(Teks Bacaan):
━━━
Pakar Hukum: Rekayasa Hukum Prokes Jerat HRS Dkk

Tak Berkategori

Perkara yang ‘menjerat’ IB Habib Rizieq Shihab (HRS) dkk terkait dengan ajakan menghadiri Maulid Nabi Muhammad SAW dan sekaligus pernikahan putrinya tidak dapat dikategorikan sebagai tindak pidana.

Demikian dikatakan pakar hukum Dr Abdul Chair Ramadhan SH dalam pernyataan kepada www.suaranasional.com, Kamis (8/4/2021). “Berkerumunannya orang dalam acara Maulid Nabi Muhammad SAW dalam masa pandemi Covid-19 bukanlah termasuk perbuatan tercela,” ungkapnya.
━━━
(Item yang Ditampilkan):
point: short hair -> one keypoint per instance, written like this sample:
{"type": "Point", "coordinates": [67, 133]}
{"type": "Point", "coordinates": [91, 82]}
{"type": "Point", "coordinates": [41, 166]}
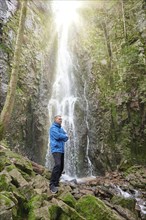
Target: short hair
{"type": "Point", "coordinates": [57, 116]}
━━━
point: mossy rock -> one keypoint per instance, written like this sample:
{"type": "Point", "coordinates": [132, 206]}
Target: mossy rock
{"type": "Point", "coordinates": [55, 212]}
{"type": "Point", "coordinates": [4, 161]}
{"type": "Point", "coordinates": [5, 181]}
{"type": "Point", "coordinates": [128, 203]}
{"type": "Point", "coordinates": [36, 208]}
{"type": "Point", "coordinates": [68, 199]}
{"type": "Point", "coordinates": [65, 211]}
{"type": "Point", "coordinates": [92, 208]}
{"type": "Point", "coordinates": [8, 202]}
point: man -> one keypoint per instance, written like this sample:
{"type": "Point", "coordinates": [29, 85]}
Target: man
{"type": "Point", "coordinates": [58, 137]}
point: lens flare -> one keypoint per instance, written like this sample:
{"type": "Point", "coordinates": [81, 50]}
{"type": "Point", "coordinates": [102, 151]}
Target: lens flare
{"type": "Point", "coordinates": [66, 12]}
━━━
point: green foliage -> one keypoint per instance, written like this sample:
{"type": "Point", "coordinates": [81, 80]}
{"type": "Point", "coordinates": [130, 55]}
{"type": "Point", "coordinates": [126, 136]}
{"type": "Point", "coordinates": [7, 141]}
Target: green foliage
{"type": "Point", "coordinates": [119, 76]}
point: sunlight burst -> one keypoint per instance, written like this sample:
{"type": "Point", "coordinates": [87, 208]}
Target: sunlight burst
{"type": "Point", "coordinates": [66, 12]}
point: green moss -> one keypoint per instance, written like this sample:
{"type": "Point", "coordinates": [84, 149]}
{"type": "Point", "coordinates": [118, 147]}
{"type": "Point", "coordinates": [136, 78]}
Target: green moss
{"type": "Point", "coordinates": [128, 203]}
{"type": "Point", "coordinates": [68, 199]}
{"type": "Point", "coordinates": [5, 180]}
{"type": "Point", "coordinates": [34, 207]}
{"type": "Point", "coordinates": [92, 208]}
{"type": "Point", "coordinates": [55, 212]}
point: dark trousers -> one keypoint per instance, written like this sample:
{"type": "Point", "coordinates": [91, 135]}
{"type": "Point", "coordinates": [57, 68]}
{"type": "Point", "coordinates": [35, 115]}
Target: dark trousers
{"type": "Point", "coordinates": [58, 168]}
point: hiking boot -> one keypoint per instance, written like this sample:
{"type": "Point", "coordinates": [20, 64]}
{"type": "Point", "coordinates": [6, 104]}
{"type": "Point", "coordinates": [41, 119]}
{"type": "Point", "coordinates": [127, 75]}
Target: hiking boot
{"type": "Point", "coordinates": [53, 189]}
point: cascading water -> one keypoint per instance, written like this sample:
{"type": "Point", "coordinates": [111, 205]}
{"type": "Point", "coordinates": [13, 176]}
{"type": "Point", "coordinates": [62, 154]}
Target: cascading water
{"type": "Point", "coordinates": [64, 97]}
━━━
(Isi Tugas):
A. Menurut teks bacaan, kapan Dr Abdul Chair Ramadhan SH menyampaikan pernyataannya kepada www.suaranasional.com?
B. Terjemahkan kalimat dari teks bacaan ini ke dalam bahasa Inggris: "Berkerumunannya orang dalam acara Maulid Nabi Muhammad SAW dalam masa pandemi Covid-19 bukanlah termasuk perbuatan tercela".

(Jawaban Tiap Tugas):
A. Kamis (8/4/2021).

B. The gathering of people at the Maulid of the Prophet Muhammad SAW event during the Covid-19 pandemic is not a reprehensible act.